Dataset rows on where objects appear »
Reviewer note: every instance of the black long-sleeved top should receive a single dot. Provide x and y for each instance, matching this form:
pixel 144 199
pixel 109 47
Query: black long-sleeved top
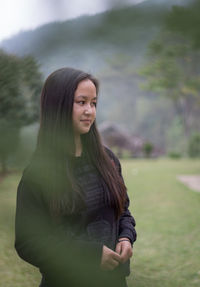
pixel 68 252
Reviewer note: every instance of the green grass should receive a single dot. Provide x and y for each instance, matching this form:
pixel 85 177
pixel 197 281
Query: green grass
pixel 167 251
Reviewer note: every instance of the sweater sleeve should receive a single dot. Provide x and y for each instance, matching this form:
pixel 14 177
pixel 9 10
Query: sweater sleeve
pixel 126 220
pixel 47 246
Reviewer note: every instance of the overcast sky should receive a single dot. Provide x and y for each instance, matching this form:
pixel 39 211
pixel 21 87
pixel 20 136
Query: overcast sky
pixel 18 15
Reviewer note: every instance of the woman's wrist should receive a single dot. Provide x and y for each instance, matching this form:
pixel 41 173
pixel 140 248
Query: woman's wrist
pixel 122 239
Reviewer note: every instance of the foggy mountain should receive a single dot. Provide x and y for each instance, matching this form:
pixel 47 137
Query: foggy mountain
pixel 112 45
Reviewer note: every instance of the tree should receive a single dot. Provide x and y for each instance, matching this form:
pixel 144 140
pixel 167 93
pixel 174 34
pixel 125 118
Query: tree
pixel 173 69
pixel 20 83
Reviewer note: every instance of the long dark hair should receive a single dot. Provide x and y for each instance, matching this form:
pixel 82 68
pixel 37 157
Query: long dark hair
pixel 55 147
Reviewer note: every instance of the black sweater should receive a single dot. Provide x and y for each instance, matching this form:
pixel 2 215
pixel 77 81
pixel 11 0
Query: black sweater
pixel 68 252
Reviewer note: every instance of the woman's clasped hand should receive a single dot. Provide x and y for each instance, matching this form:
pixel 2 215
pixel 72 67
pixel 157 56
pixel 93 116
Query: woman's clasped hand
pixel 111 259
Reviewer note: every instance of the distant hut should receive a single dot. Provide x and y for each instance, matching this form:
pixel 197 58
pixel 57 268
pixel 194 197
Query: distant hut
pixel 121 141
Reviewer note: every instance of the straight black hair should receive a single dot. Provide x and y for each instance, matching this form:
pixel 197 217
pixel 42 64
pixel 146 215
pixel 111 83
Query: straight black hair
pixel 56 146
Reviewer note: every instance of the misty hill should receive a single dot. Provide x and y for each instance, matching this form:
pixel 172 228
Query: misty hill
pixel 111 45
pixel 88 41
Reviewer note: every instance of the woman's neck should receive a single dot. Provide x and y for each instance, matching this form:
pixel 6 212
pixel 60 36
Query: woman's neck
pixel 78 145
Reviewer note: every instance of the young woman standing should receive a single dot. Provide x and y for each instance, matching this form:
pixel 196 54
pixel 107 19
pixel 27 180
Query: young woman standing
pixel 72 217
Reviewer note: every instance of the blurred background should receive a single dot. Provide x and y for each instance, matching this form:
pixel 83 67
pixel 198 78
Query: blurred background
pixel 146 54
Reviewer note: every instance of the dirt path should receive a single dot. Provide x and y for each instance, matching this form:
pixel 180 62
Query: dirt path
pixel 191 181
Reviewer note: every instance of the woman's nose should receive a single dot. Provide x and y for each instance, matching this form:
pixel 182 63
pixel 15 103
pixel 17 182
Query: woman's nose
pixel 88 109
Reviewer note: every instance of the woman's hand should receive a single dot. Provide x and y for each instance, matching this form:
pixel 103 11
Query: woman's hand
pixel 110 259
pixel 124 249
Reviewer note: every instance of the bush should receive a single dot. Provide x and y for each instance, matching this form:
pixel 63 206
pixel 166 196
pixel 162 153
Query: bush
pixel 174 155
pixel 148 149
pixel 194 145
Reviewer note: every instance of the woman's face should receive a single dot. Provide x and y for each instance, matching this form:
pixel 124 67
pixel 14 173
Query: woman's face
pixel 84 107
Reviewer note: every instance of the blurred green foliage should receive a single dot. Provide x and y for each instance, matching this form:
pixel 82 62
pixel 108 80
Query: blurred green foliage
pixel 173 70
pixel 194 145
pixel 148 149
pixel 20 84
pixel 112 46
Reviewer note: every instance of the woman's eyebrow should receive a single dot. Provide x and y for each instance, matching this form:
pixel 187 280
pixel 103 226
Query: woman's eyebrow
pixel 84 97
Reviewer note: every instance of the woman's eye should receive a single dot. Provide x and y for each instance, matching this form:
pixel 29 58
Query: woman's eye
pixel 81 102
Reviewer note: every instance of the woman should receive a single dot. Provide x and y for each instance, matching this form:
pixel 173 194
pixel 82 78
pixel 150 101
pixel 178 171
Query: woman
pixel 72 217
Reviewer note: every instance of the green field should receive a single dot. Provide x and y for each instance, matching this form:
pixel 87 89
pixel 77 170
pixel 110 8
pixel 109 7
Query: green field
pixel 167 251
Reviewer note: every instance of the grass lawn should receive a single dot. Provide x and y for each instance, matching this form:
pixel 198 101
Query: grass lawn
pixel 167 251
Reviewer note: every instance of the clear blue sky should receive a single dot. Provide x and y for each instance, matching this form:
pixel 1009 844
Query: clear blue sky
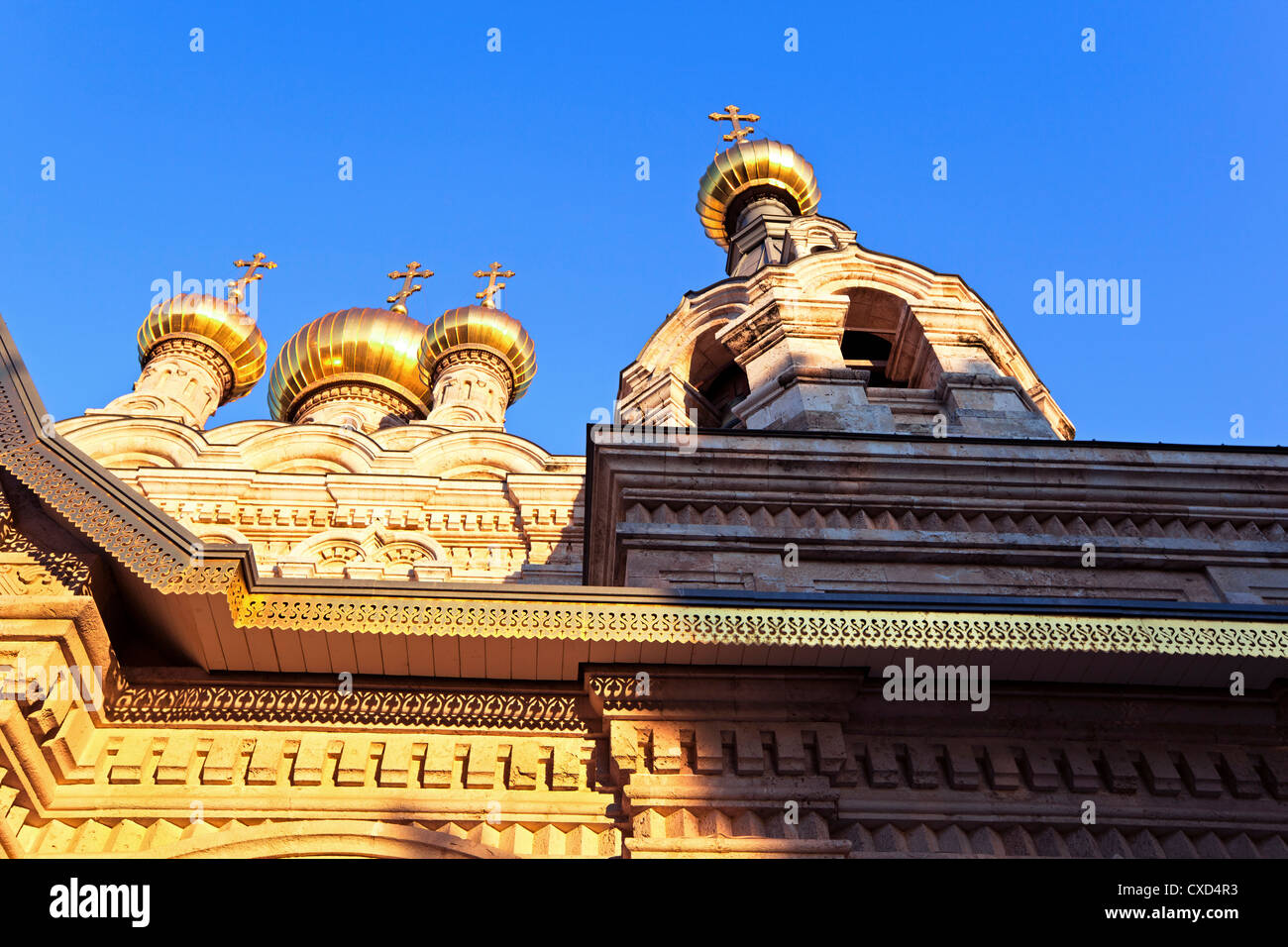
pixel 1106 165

Task directions »
Rewrite all of the material above, changing "Reviewer note" to "Annotator note" wherever it occurs and leaving everything else as it is. Leave the pictures out of your version.

Expected output »
Annotator note: every instance of the black long-sleeved top should receive a single dot. Provide x and y for each instance, matching this form:
pixel 144 199
pixel 109 47
Query: black long-sleeved top
pixel 68 252
Annotator note: every instance of the green grass should receive a single dot. Provide x and y for each instance, matching this form:
pixel 85 177
pixel 197 281
Query: green grass
pixel 167 251
Annotator note: every instance of the sweater sleeve should receive a single dot. Provide x and y for each instance, matching this form:
pixel 14 177
pixel 9 10
Query: sweater sleeve
pixel 126 220
pixel 47 246
Annotator note: every instance of the overcast sky should receive a single dot. Provide x and y for each instance, matching this form:
pixel 39 211
pixel 21 87
pixel 20 136
Query: overcast sky
pixel 18 15
Annotator note: every instance of the woman's wrist should receive a single dot. Provide x and y for each instance, matching this form:
pixel 41 173
pixel 140 248
Query: woman's wrist
pixel 122 239
Annotator note: every instance of the foggy mountain should receive a single dot. Provide x and y for each instance, matching this form:
pixel 47 137
Query: foggy mountain
pixel 112 45
Annotator note: every instance of the tree should receive a single dot. Provide x and y for each instance, matching this form:
pixel 144 140
pixel 167 93
pixel 174 34
pixel 125 118
Query: tree
pixel 173 69
pixel 20 83
Annotator note: every instance of the long dark hair should receive a single dot. Provide x and y for each instance, matching this form:
pixel 82 68
pixel 37 157
Query: long dark hair
pixel 55 147
Annotator note: every instance of the black sweater should receive a single dot. Provide x and y for each instance, matching this form:
pixel 2 215
pixel 77 81
pixel 11 0
Query: black sweater
pixel 68 252
Annotator note: every instance of the woman's clasped hand should receive a single dot. Provide x and y for each instance, matching this form:
pixel 2 215
pixel 72 67
pixel 157 56
pixel 93 116
Query: woman's clasped hand
pixel 111 259
Annotator note: every instance of the distant hut should receive a single dot. Provide x and y for each instance, matching this form:
pixel 197 58
pixel 57 268
pixel 194 197
Query: distant hut
pixel 121 141
Annotator note: every instance of the straight black hair should receive a single dot. Provide x and y for each instance, matching this form:
pixel 197 217
pixel 42 64
pixel 146 215
pixel 111 83
Query: straight black hair
pixel 56 146
Annotator note: every instance of the misty hill should receive a single dot. Provide x and y for each instance, matching this form:
pixel 172 228
Query: misty hill
pixel 111 45
pixel 88 41
Annotator note: every instance of the woman's neck should receive a single dot. Provide x and y for each instance, matching this form:
pixel 6 212
pixel 60 36
Query: woman's neck
pixel 78 145
Annotator note: every instance of the young woman standing should receive a single dot. Provide x and y for each instance, matching this form:
pixel 196 54
pixel 107 19
pixel 27 180
Query: young woman standing
pixel 72 217
Annotator note: every instance of the blurred background should receive a single dot. Provide x and y for each instance, matching this form:
pixel 83 67
pixel 198 78
Query: blurred background
pixel 146 54
Annotator note: every instance of the dirt path should receive a single dot. Provide x and y for each instance, matching this form:
pixel 180 62
Query: dirt path
pixel 191 181
Annotator note: every instance of the woman's nose should receive a single dot. Provide x and y for each instance, matching this form:
pixel 182 63
pixel 15 103
pixel 17 182
Query: woman's nose
pixel 88 109
Annotator note: every instance of the woman's hand should receive a single dot. Provide x and y for each instance, matching this form:
pixel 103 11
Query: woman's hand
pixel 110 259
pixel 124 249
Annotator note: every instance of the bush should receive a single dot. Provide x and y for each instance, matching this form:
pixel 63 206
pixel 166 196
pixel 162 153
Query: bush
pixel 174 155
pixel 148 149
pixel 194 145
Annotator note: every instance of the woman's face should receive a single dot. Provide x and y for each instance, matching this form:
pixel 124 67
pixel 14 173
Query: woman's face
pixel 84 107
Annotator note: every instance of the blurred green foliage should receive a single dot. Provide x and y for each instance, matching this form:
pixel 82 62
pixel 108 80
Query: blurred green foliage
pixel 173 70
pixel 194 145
pixel 148 149
pixel 20 84
pixel 112 46
Annotator note: every instance of the woman's eyebrow should receive a single dot. Provide x and y for each instance, matching this form:
pixel 187 280
pixel 103 226
Query: woman's eyebrow
pixel 84 97
Annotator note: every instance of the woman's eye should receive a single dot. Provide x and y for each instance, matching this form:
pixel 29 58
Query: woman's eye
pixel 81 102
Annotator note: every instance of the woman should receive a single dot. Provide x and y for each instance, matching this form:
pixel 173 194
pixel 82 78
pixel 150 101
pixel 178 171
Query: woman
pixel 72 217
Annotator note: every instance of the green field should receive a single dot. Provide x and y for each instance, matching this form:
pixel 87 89
pixel 77 170
pixel 110 8
pixel 109 7
Query: green field
pixel 167 251
Annotator note: every instance of the grass lawn should receive a single dot. Provide x and y for each instance, matching this form:
pixel 198 101
Query: grass lawn
pixel 167 251
Annotator note: every instance of the clear blue sky should receive a single dot. Provide x and y for each instance, matching this form:
pixel 1009 844
Query: clear blue sky
pixel 1106 165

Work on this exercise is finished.